All of the data is to be printed exactly, though the images must be left off.
+--
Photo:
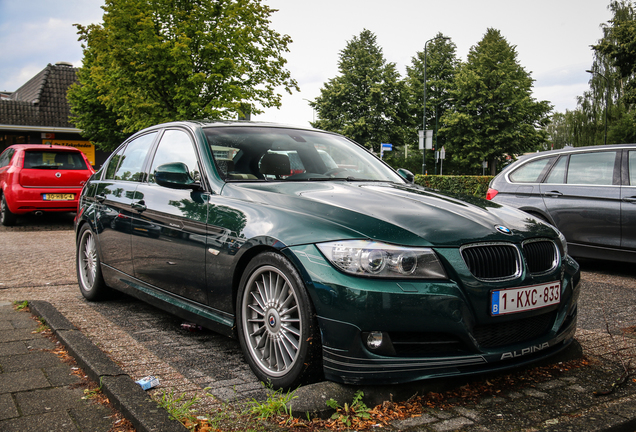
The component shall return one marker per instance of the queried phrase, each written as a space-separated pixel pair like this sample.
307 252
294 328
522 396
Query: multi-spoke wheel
6 217
89 272
277 327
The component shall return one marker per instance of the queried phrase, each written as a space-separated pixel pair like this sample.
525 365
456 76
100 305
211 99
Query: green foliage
607 107
21 305
347 414
177 406
464 185
152 61
493 113
441 66
275 404
367 102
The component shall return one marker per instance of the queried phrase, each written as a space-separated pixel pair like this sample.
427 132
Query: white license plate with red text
524 299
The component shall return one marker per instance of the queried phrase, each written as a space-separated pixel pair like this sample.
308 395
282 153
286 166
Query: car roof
575 150
43 147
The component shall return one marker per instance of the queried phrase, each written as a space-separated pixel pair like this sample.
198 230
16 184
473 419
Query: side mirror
406 175
175 176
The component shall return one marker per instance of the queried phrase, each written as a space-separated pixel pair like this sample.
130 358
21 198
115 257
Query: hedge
+--
» Answer section
Photo:
The component shall return one marker per instance of the queried phrase, each written as a space-separated pixel pair like this sample.
307 252
294 328
522 396
Query: multi-spoke wheel
6 217
89 272
277 327
The component shall return one marker per instance of the queried phrase, each written as a space-separated pixel pair like this sample.
525 365
456 76
100 305
211 99
Query: green foliage
607 107
21 305
347 414
177 406
464 185
152 61
493 113
441 66
275 404
367 102
The component shall return one marker per instance of the queried phrase, each written as a space-separated pixel pair like this sample.
427 132
Query: white license plate with red text
524 299
The component shall return one marker per instance of the queried phrase, each written as a space-separated pixel pair like this sample.
308 395
282 153
286 166
Query: car roof
575 150
43 147
The component shall return one marker per instance of the queried phrase, each written as a space-separated pixel pair like this sample.
198 230
16 184
473 419
Query: side mirror
406 175
175 176
The component shall return one marker per instance of the queried phrase, each written as a space-separated pixel pair like this sample.
130 358
21 198
115 257
Query: hedge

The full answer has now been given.